- _Dataset content_:

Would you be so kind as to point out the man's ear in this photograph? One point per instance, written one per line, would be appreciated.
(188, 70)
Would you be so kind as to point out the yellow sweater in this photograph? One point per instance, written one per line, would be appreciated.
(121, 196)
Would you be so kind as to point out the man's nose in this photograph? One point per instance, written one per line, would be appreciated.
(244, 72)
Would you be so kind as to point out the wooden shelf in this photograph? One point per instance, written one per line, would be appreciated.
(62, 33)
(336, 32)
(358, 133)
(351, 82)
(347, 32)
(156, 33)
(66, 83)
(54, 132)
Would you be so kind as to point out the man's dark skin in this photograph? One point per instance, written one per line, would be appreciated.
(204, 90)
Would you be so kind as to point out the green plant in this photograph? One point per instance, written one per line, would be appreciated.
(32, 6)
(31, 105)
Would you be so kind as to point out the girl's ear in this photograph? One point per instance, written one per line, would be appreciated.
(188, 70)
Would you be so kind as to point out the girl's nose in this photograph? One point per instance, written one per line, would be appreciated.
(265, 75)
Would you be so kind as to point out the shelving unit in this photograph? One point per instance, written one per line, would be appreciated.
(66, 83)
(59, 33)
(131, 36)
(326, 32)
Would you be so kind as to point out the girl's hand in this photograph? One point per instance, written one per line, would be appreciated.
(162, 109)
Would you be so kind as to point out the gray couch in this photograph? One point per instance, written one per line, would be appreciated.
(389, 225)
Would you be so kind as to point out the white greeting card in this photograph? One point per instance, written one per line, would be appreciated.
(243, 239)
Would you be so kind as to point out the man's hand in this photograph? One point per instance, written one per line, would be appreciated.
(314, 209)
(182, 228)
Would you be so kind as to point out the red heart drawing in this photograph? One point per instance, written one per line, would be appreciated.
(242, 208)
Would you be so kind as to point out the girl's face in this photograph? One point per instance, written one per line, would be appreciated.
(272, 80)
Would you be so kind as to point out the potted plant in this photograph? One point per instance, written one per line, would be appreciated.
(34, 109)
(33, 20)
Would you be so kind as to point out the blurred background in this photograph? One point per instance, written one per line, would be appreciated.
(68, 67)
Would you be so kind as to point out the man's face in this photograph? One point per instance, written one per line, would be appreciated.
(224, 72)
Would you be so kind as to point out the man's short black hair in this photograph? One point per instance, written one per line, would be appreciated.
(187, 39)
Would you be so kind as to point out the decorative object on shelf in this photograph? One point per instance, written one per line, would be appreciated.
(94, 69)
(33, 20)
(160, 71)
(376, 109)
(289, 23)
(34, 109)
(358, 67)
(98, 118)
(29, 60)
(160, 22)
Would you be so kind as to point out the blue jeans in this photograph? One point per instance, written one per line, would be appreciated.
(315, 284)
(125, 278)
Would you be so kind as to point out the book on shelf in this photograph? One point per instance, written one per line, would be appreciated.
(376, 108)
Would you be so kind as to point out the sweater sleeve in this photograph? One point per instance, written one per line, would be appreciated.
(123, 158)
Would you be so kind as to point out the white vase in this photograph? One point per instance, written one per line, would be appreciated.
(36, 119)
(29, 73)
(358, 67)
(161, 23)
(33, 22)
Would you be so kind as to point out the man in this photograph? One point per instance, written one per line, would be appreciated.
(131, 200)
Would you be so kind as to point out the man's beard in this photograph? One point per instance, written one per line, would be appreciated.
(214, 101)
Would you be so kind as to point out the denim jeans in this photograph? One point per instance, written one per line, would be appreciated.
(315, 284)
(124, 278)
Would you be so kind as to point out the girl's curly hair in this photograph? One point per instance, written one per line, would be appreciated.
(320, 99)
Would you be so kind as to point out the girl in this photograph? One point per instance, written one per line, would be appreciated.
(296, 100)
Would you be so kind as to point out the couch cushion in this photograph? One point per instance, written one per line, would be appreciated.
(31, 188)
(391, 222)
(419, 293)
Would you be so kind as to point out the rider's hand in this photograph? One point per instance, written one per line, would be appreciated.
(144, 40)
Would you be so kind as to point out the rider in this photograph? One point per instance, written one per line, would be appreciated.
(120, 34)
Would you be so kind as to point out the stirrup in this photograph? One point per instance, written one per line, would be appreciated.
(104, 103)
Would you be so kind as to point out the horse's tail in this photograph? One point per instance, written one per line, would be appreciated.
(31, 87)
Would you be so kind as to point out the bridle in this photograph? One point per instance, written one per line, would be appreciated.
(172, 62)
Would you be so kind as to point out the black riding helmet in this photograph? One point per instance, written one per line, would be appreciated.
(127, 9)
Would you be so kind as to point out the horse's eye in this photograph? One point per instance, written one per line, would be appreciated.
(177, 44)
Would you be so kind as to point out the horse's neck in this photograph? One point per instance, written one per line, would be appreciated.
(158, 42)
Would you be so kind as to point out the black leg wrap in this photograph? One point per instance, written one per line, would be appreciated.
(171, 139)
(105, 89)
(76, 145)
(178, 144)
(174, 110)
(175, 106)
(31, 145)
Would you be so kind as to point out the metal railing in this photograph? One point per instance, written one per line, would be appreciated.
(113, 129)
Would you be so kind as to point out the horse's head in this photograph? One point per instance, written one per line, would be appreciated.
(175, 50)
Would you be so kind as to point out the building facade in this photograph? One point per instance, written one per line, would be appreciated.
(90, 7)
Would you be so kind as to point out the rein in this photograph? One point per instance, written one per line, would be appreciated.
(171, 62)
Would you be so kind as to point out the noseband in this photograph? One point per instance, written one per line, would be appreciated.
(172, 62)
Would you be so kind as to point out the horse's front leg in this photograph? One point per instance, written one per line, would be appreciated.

- _Set problem_:
Return the full listing, character for character.

- _Result_:
Would you be so kind as to point out the man's ear in this photograph? One point per instance, written one per line, would be appreciated.
(188, 70)
Would you be so kind as to point out the yellow sweater in this photograph? One point per instance, written one per line, would be appreciated.
(121, 196)
Would you be so kind as to point out the man's nose in this photograph? One point per instance, written one per line, would be appreciated.
(244, 72)
Would you be so kind as to point out the wooden shelf in this photograph? One point per instance, written one per line, would be appreciated.
(62, 33)
(336, 32)
(358, 133)
(351, 82)
(347, 32)
(156, 33)
(66, 83)
(54, 132)
Would you be so kind as to point out the man's dark skin in this photograph? One point per instance, written one per line, would be appreciated.
(204, 90)
Would you be so kind as to point out the green plant in this photograph? One point per instance, written one per line, would be appreciated.
(32, 6)
(31, 105)
Would you be so kind as to point out the girl's ear in this photograph? One point per instance, written one per line, would be appreciated.
(188, 70)
Would you be so kind as to point out the girl's nose in this photograph? One point per instance, written one per line, would be appreciated.
(265, 75)
Would you be so kind as to point out the shelving unit in this photograph? One point per instance, written one per line, would be appreciated.
(66, 83)
(59, 33)
(131, 36)
(326, 32)
Would you be so kind as to point out the girl's hand in this photograph? One point per instance, written one per line, would be appreciated.
(162, 109)
Would you be so kind as to point out the gray couch in this photograph? One point per instance, written one per line, would be appreciated.
(389, 225)
Would you be so kind as to point out the white greeting card in this photograph? One point per instance, written one per line, would be appreciated.
(243, 239)
Would you be so kind as to point out the man's hand in this photograph? One point per instance, written one per line, would be appreciated.
(314, 209)
(182, 228)
Would you be so kind as to point out the red heart drawing in this photograph? One point per instance, written one per line, would be appreciated.
(242, 208)
Would you be so kind as to point out the girl's face in this photograph? One point per instance, written one per line, would be appreciated.
(272, 80)
Would you be so kind as to point out the potted plant in this photograph? One point per instance, written one per line, would be appreciated.
(34, 109)
(33, 20)
Would you be so kind as to point out the blurred background in this photograph? One point per instance, written one per line, would be appreciated.
(68, 67)
Would you be so kind as to point out the man's face in this photograph? One point per instance, written one per line, would be appreciated.
(224, 72)
Would you be so kind as to point out the man's short black hair in this photograph? One point per instance, written one per line, would be appreciated.
(187, 39)
Would you be so kind as to point out the decorative object on shelf in this photograph? One point per instance, written one per line, would be appreciated.
(94, 69)
(33, 20)
(160, 71)
(376, 109)
(289, 23)
(34, 109)
(358, 67)
(98, 118)
(29, 60)
(160, 22)
Would you be so kind as to point out the blue jeans in this photograph? One point per instance, written one per line, would be appreciated.
(315, 284)
(125, 278)
Would you be so kind as to point out the book on shelf in this photograph? One point per instance, written one per line, would be appreciated.
(376, 108)
Would you be so kind as to point out the sweater sleeve in this photograph? One point per instance, written one per line, would be appreciated.
(123, 158)
Would you be so kind as to point out the white vase in this photograph? One point per instance, written one per line, would be appreciated.
(36, 119)
(29, 73)
(358, 67)
(161, 23)
(33, 22)
Would you be so kind as to point out the man in this photograph? One point per instance, written one per line, would be appreciated.
(131, 200)
Would you be so kind as to point out the man's beard in this photograph? One point per instance, written one per line, would be appreciated.
(214, 101)
Would you be so kind as to point out the denim jeans in this photograph? One point per instance, written one per line, would be appreciated.
(315, 284)
(124, 278)
Would you be so kind as to point out the girl's curly hair in this photograph? One point per instance, written one per line, would be appreciated.
(320, 99)
Would you be so kind as to point out the girl in this photograph? One point per instance, written one per line, would be appreciated.
(296, 100)
Would you be so kind as to point out the couch cushion in this photograph? One point per instance, written one per line, would be appreciated.
(31, 188)
(391, 222)
(419, 293)
Would you be so kind as to point out the rider's hand in this photograph? One point per instance, written one per line, would be appreciated.
(144, 40)
Would you be so kind as to point out the rider in this photograph? One point per instance, written one per line, would be appreciated.
(120, 34)
Would you be so kind as to point out the stirrup in this photograph? One point per instance, written one per line, would be appreciated.
(104, 103)
Would you be so kind as to point out the horse's tail in this photograph? One point per instance, written one per line, would be appreciated.
(31, 87)
Would you be so kind as to point out the bridle in this photograph? One point per instance, written one per line, would be appreciated.
(172, 62)
Would you be so kind as to point out the black riding helmet in this photograph? One point per instance, written one per line, would be appreciated.
(127, 9)
Would you be so kind as to point out the horse's eye in this photograph? One point per instance, written one per line, would be appreciated.
(177, 44)
Would you be so kind as to point out the horse's neck in this photograph? One point per instance, written one per line, would be appreciated.
(158, 42)
Would you be so kind as to point out the black leg wrap in this photograph? One point per instance, written one per line, would be appreciated.
(171, 139)
(105, 89)
(76, 145)
(178, 144)
(174, 110)
(175, 106)
(31, 145)
Would you be so kind as to point out the metal railing in this photograph? One point per instance, written one per line, would be appreciated.
(113, 129)
Would you be so kind as to point out the horse's head in this photograph? One point per instance, written one per line, would be appreciated.
(175, 50)
Would you be so kind as to point out the building facade in this photograph? One point per instance, written one per line, would be appreciated.
(90, 7)
Would you be so kind as to point out the rein in this photograph? One point per instance, written one per line, would be appreciated.
(171, 62)
Would you be so kind as to point out the noseband in this photograph? One point per instance, written one per line, would be appreciated.
(172, 62)
Would you be so kind as to point out the horse's front leg in this photograph? One point per instance, written one per line, would be appreciated.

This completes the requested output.